→ **抜粋**
|---|

谷崎潤一郎 「細雪」



1 萌え

 
 日本近代文学の大御所であるところの、川端・三島・谷崎に自分はあまり興味を覚えてこなかった。日本の近代文学を考える時、漱石・鴎外を頂点に徐々に下がっていく系列を自分の中で想像する。更に言えば、漱石を頂点として、太宰治と小林秀雄の三人で三角形を作り、その範囲が一番、文学の本質に響くと考えている。
 
 これは何故そう思うのかと言うと長くなるので省くが、とにかく谷崎潤一郎も川端康成も、世評と違って自分の興味の網にかかってこなかった。しかしどういうわけか、谷崎潤一郎の「細雪」だけは別らしい。これは他の作品と違って愛好できるものになっている。これは不思議だが、事実だ。

|---|

→ **元のデータ**
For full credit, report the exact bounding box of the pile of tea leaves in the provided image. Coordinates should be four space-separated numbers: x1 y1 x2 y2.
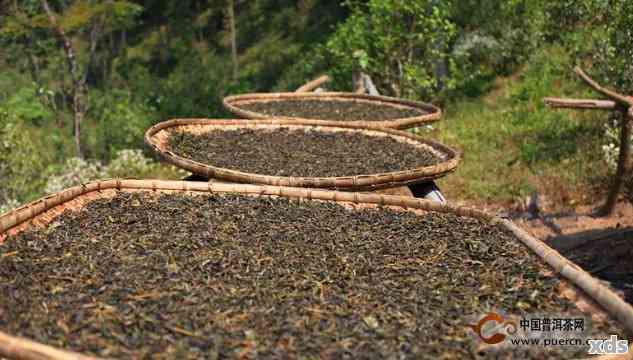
168 127 440 177
0 192 614 359
239 99 427 121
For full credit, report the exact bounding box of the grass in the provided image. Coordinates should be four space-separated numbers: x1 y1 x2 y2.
426 48 608 208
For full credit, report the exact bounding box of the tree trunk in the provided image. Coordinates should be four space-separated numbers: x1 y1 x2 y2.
41 0 86 158
228 0 239 81
602 107 633 215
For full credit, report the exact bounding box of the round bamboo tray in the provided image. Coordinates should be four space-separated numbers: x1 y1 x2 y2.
145 119 460 191
0 179 633 360
222 92 442 129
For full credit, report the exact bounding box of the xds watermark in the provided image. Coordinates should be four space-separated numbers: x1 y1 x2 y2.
467 312 629 355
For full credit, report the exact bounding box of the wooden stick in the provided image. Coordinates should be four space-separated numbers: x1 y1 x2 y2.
574 66 633 108
0 332 97 360
543 97 616 110
295 75 331 92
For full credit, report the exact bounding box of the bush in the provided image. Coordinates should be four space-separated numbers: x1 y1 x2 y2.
0 108 47 204
325 0 455 100
88 91 159 160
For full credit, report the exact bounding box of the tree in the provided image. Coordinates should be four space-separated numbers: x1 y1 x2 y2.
0 0 141 157
545 67 633 215
41 0 85 158
326 0 455 99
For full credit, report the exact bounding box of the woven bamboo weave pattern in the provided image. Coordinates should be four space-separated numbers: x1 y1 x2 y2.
0 179 633 359
145 119 460 191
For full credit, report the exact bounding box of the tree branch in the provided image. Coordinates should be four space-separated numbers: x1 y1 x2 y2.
574 66 633 108
543 97 617 110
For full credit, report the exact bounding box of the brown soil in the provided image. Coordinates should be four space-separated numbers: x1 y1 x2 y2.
0 193 617 359
169 128 439 177
240 99 426 121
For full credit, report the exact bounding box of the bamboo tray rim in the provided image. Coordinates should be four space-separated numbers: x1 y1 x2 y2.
0 179 633 360
145 119 461 190
222 92 442 129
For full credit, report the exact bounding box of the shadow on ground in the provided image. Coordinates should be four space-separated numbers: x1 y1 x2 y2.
547 227 633 303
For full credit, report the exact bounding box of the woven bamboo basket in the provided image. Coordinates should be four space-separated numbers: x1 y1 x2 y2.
0 179 633 360
222 92 442 129
145 119 460 191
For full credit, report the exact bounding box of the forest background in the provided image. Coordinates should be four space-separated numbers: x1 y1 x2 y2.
0 0 633 213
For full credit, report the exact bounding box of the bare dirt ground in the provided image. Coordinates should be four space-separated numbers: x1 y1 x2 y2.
452 199 633 303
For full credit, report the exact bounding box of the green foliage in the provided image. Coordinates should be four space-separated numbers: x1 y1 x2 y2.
437 46 608 205
0 108 47 205
593 0 633 95
4 86 54 125
45 149 188 194
326 0 455 99
90 90 158 160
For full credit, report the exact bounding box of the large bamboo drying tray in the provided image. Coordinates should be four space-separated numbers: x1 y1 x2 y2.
0 179 633 360
145 119 460 191
222 92 442 129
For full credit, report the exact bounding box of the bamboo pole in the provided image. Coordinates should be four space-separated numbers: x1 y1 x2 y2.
543 97 616 110
543 67 633 216
0 179 633 360
295 75 331 92
0 332 97 360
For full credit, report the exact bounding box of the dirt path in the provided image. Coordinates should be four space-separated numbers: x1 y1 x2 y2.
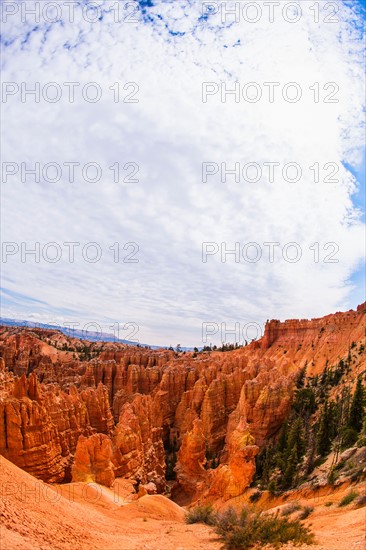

|---|

→ **取り組むこと**
[A] 抜粋を、「日本近代文学の大御所であると」という言葉があるところから書き写し、「になっている。これは不思議だが、事実だ。」のところで終えてください。
[B] 抜粋によると、書き手が漱石と一緒に三角形を作ると考えている二人は誰ですか。
[C] 抜粋の「日本近代文学の大御所であるところの」で始まる段落を、大事な点を残して短く書き直してください。

→ **解答**
[A]
日本近代文学の大御所であるところの、川端・三島・谷崎に自分はあまり興味を覚えてこなかった。日本の近代文学を考える時、漱石・鴎外を頂点に徐々に下がっていく系列を自分の中で想像する。更に言えば、漱石を頂点として、太宰治と小林秀雄の三人で三角形を作り、その範囲が一番、文学の本質に響くと考えている。
 
 これは何故そう思うのかと言うと長くなるので省くが、とにかく谷崎潤一郎も川端康成も、世評と違って自分の興味の網にかかってこなかった。しかしどういうわけか、谷崎潤一郎の「細雪」だけは別らしい。これは他の作品と違って愛好できるものになっている。これは不思議だが、事実だ。

[B] 太宰治と小林秀雄です。

[C] 書き手は、川端・三島・谷崎にあまり興味を持ってこなかった。日本の近代文学は、漱石・鴎外を頂点に少しずつ下がっていく流れとして考えている。中でも、漱石・太宰治・小林秀雄の三人で作る三角形の範囲が、いちばん文学の本質に響くと考えている。